=== TASK STATEMENT ===
Pictures do not belong in the copy. Return all of the entries exactly.

•••••

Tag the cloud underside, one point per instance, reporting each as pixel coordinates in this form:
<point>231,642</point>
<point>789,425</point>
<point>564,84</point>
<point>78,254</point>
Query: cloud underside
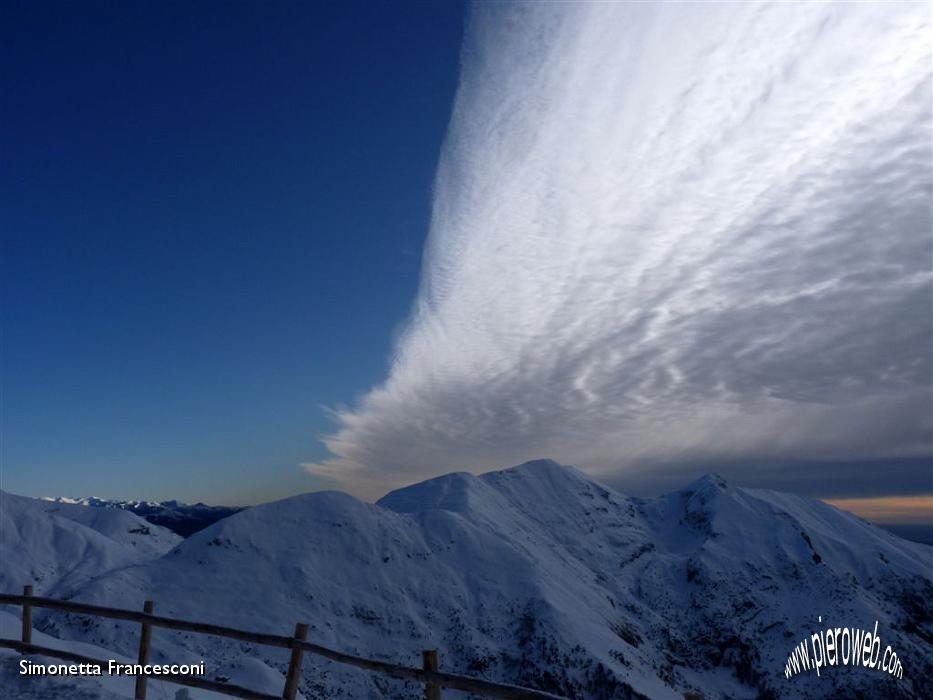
<point>667,232</point>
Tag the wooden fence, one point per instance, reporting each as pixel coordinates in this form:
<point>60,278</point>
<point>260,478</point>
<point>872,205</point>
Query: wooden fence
<point>429,675</point>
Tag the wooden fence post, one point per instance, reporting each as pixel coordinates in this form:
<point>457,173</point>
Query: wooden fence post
<point>27,617</point>
<point>145,638</point>
<point>432,691</point>
<point>294,664</point>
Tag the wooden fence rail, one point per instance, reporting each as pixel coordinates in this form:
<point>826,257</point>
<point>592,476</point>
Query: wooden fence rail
<point>429,675</point>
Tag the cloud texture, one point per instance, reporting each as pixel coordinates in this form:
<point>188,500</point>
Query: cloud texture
<point>669,231</point>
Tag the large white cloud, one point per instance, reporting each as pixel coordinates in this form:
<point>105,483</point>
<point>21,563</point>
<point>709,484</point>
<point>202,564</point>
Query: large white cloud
<point>666,231</point>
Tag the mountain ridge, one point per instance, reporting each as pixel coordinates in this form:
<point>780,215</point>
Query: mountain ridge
<point>539,575</point>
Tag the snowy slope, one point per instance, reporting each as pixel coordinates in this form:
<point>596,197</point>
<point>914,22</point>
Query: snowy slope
<point>58,546</point>
<point>181,518</point>
<point>540,576</point>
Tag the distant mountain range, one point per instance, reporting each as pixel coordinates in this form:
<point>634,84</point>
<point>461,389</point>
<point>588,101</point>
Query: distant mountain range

•••••

=== OUTPUT FOR THIS TASK ===
Tag the cloud underside, one point per instance, reporting each as pixel coordinates in this form:
<point>231,642</point>
<point>789,425</point>
<point>564,84</point>
<point>78,254</point>
Query: cloud underside
<point>667,232</point>
Tag the wooden fence, one point per instance, reporting each as pixel coordinates in this form:
<point>60,278</point>
<point>260,478</point>
<point>872,205</point>
Query: wooden fence
<point>429,675</point>
Tag the wooden fence post, one point per instance, reporting each as pixel coordinates in this form:
<point>457,173</point>
Query: wooden fence post
<point>27,617</point>
<point>145,638</point>
<point>432,691</point>
<point>294,664</point>
Tag the wooden fence rail, one point per instance, reporting each as pixel coordinates in this form:
<point>826,257</point>
<point>592,476</point>
Query: wooden fence rail
<point>429,675</point>
Tag the cloud texture, one point per instance, reporting each as pixel coordinates in this form:
<point>188,500</point>
Query: cloud texture
<point>669,231</point>
Tag the large white cloud, one point per instance, reporting each as pixel coordinates in this form:
<point>105,483</point>
<point>21,563</point>
<point>709,484</point>
<point>202,564</point>
Query: large white cloud
<point>666,231</point>
Tag the mountain ridge, one point per instance, reporting each as pixel coordinates in this form:
<point>780,215</point>
Query: mountain ridge
<point>539,575</point>
Tag the snowy slope, one point per instance, reporting each as pixel coordinates in this form:
<point>596,197</point>
<point>914,22</point>
Query: snowy slope
<point>58,546</point>
<point>181,518</point>
<point>540,576</point>
Tag the distant mountain range, one point per instance, reporting each as pixel coordinates in this form:
<point>634,84</point>
<point>461,389</point>
<point>588,101</point>
Query: distant mountain range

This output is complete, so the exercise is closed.